- [Datensätze]:
===
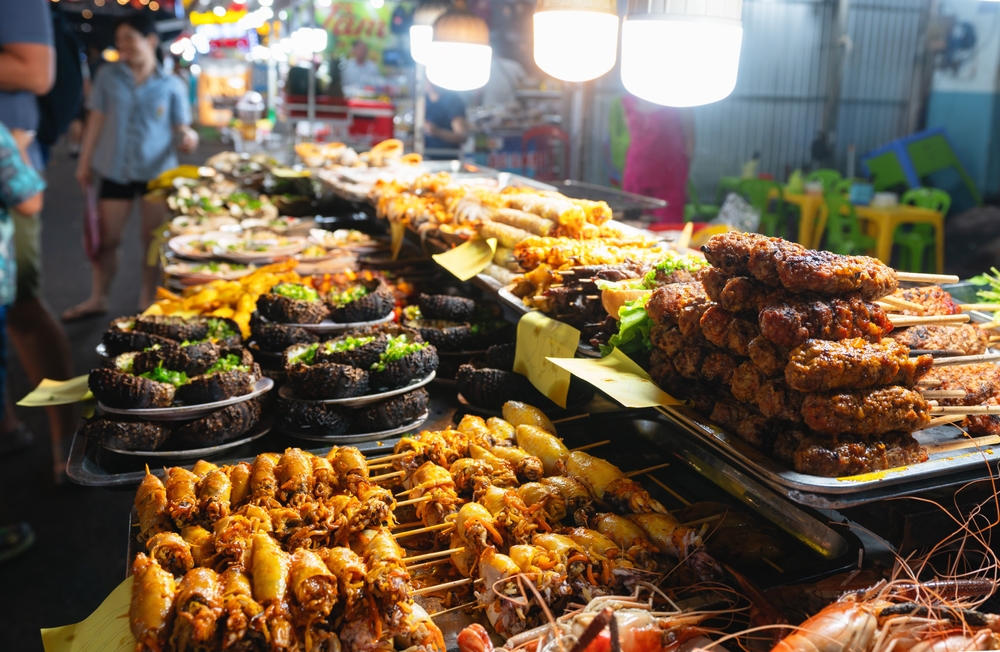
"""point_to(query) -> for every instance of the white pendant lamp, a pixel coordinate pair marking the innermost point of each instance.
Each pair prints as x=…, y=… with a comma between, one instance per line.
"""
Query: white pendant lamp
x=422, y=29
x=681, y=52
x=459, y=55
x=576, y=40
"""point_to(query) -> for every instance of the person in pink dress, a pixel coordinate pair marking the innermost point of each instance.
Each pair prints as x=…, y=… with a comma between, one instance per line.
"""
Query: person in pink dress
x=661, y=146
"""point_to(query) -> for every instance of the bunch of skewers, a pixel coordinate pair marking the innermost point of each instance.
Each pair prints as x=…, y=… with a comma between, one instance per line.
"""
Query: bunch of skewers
===
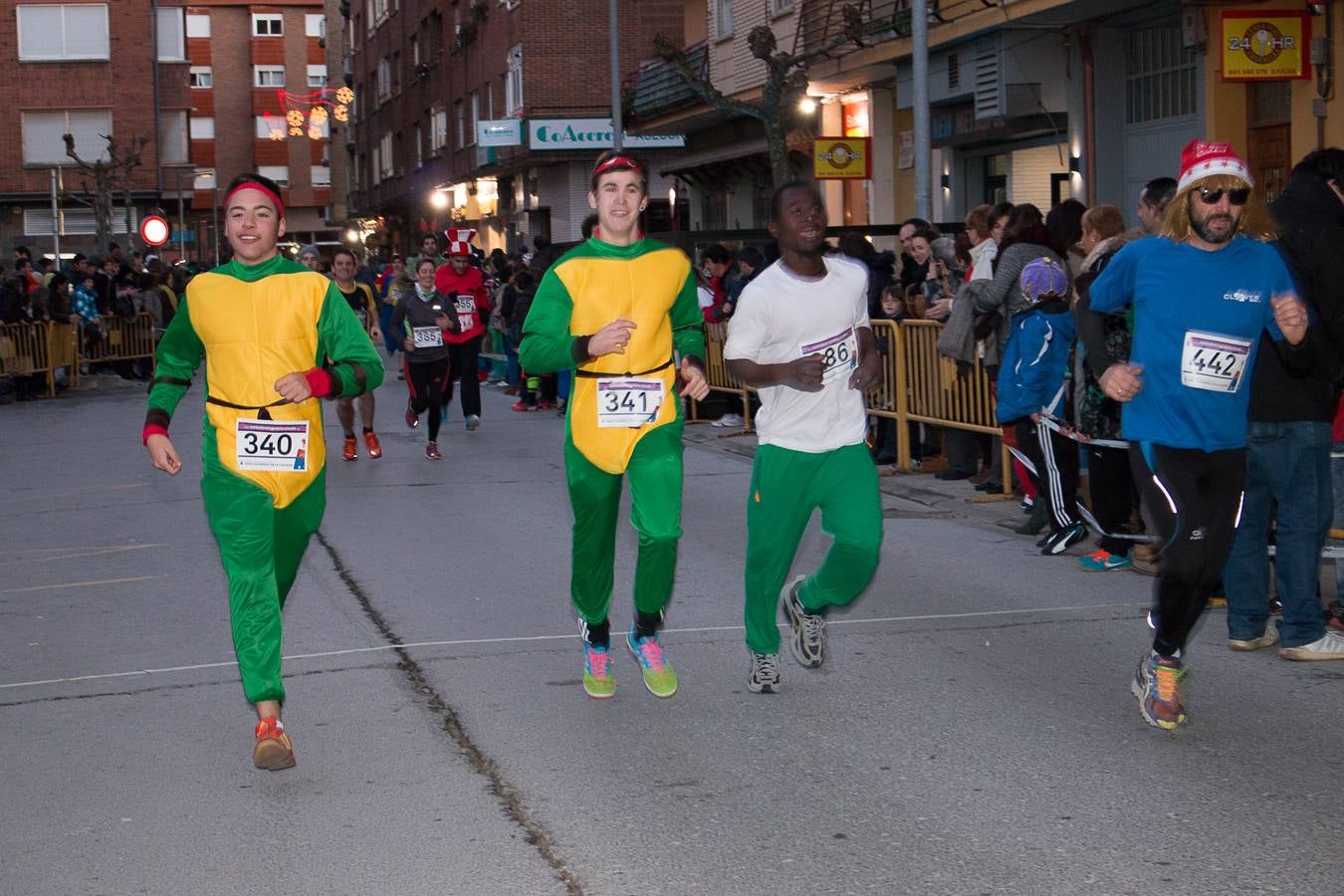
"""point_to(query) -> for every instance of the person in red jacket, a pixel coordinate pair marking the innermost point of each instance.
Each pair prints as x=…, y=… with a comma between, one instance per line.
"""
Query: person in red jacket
===
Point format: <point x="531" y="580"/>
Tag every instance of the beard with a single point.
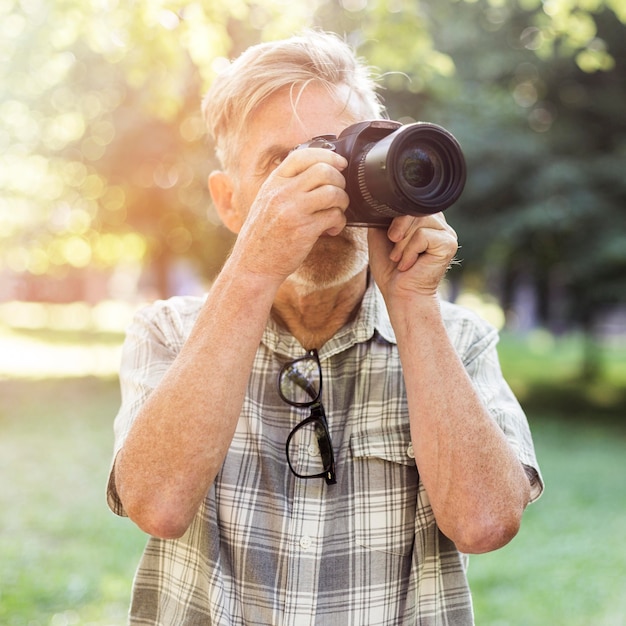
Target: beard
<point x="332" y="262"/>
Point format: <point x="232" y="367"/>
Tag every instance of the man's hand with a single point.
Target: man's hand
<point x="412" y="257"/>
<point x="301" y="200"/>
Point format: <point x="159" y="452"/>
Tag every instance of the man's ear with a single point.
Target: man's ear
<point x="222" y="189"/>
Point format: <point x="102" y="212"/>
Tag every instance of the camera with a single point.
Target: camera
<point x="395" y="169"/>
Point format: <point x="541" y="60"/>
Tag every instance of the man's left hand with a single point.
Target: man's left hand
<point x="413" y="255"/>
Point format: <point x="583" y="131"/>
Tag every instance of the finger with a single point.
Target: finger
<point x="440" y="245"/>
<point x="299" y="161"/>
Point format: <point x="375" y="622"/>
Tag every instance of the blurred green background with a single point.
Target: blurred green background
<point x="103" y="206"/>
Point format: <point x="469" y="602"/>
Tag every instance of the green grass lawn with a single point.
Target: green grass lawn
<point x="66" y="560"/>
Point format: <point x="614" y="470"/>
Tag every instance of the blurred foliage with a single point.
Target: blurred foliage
===
- [Aufgabe]:
Gib bitte jede Zeile oben, in der das Wort „pink“ vorkommt, unverändert zurück.

- [Antwort]:
"""point_to(query) -> for every instance of the person in pink dress, a pixel coordinate pair marking the innermost point of each instance.
Query: person in pink dress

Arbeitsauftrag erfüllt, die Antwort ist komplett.